> **SOURCE EXCERPT**:
──────────────────────────────

The studio behind the project, Drop Bear Bytes, is located in Torquay, Australia, and is staffed by ex-CCP, Riot, and Ubisoft employees. For Ritchie, it’s a passion project, having spent much of his life playing classic CRPGs and documenting their history in his long career as a freelance journalist.
“I’m privileged to have been able to talk to the people who made these games I was passionate about growing up,” says Ritchie. “Asking them about the mistakes they made, what they learned, and being able to take some of that on board. So it’s a combination of some pragmatic considerations, but also passion. If there was one thing I was going to make, it would be the style of game I’ve probably sunk the most hours in through my lifetime of games.”
Unsurprisingly, Fallout has had a massive impact on Broken Roads’ development, but it wasn’t the only influence; other inspirations include Wasteland, Roadwar 2000, and Joe Dever’s gamebook, Highway Holocaust.
This, in addition to Ritchie’s childhood in England, surrounded by eighties Cold War hysteria. Among the major deviations from the Fallout formula in Broken Roads is the introduction of the Moral Compass. This is another layer of characterisation that exists on top of conventional skill checks, which is divided into four categories: Machiavellian, nihilist, utilitarian, and existentialist.
“On top of skills, we also have the attitude of your character, and we have a range of options that relate to your character’s attitude,” explains Ritchie. “So we could have a skill check, where if you have +10 strength and you’re sufficiently nihilistic, then you could then do this [option]. We want your character’s attitude [to reflect] how they see themselves, and the kinds of things they’re willing to do.”
TRASHING THE FORMULA
Like Broken Roads, Fallout also influenced Stephan Hövelbrinks’ isometric RPG, Death Trash. Hövelbrinks was a long-time fan of classic CRPGs like Planescape: Torment and Fallout, and dreamed of making his own game.
However, his first attempts were unsuccessful. “I learned programming, then tried to code my own 3D engine,” Hövelbrinks recalls. “I failed horribly. So I gave up for a while, got stuck in a normal job, and got very frustrated there. So much so that, a few years ago, I decided to take my savings, move to Berlin for the networking, and learn game making for real.”
Hövelbrinks released a few smaller games during this period, before teasing his idea for Death Trash on Twitter in the summer of 2015. Fallout 4 had just released, Hövelbrinks felt like making his post-apocalyptic game, and so he posted some of his pixel art online. Buoyed by the positive response, he immediately set to work.

──────────────────────────────

> **EXERCISE 1**:
Print the stretch of the game-studio article from "Unsurprisingly, Fallout has" through "gamebook, Highway Holocaust.".

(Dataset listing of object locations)
──────────────────────────────

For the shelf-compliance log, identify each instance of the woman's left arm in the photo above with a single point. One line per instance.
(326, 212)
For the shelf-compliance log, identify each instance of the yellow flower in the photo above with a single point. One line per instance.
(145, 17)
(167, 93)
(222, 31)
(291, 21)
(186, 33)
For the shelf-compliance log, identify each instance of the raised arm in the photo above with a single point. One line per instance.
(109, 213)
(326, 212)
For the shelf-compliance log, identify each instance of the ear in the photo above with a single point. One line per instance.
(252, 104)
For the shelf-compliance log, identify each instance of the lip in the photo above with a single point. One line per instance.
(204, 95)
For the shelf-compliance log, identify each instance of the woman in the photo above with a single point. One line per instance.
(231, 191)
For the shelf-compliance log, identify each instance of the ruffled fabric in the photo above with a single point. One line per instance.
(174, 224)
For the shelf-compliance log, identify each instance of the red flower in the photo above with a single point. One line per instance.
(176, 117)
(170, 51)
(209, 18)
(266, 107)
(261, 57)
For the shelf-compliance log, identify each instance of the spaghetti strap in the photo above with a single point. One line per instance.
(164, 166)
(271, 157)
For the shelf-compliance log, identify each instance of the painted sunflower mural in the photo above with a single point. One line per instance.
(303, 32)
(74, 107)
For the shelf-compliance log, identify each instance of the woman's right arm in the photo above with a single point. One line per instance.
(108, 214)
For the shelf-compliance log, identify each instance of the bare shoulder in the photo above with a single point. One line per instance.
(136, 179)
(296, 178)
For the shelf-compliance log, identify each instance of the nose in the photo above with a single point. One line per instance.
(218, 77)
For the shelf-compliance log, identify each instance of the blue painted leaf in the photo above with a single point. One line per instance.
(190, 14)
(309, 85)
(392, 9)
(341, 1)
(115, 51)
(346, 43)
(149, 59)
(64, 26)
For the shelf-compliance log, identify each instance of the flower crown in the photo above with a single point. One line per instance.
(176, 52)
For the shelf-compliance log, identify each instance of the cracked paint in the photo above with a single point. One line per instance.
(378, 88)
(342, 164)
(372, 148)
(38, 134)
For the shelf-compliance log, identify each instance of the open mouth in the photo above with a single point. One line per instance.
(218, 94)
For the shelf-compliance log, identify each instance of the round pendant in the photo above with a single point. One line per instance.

──────────────────────────────

> **EXERCISE 2**:
Write out the listing again from the line containing "For the shelf-compliance log, identify each instance of the bare" through the end of the listing. In those lines only, put "one dot" wherever "single point" appears, and change nothing else.

> **TASK ANSWER 1**:
Unsurprisingly, Fallout has had a massive impact on Broken Roads’ development, but it wasn’t the only influence; other inspirations include Wasteland, Roadwar 2000, and Joe Dever’s gamebook, Highway Holocaust.

> **TASK ANSWER 2**:
For the shelf-compliance log, identify each instance of the bare shoulder in the photo above with a one dot. One line per instance.
(136, 179)
(296, 178)
For the shelf-compliance log, identify each instance of the nose in the photo above with a one dot. One line per instance.
(218, 77)
For the shelf-compliance log, identify each instance of the blue painted leaf in the photo above with a one dot. One line per instance.
(190, 14)
(309, 85)
(392, 9)
(341, 1)
(115, 51)
(346, 43)
(149, 59)
(64, 26)
For the shelf-compliance log, identify each instance of the flower crown in the photo above with a one dot. One line per instance.
(176, 52)
For the shelf-compliance log, identify each instance of the cracked paint in the photo above with a one dot. One line per instance.
(378, 88)
(342, 164)
(372, 148)
(38, 134)
For the shelf-compliance log, identify each instance of the open mouth in the photo above with a one dot. One line per instance.
(218, 94)
For the shelf-compliance log, identify each instance of the round pendant in the photo above with a one dot. One line per instance.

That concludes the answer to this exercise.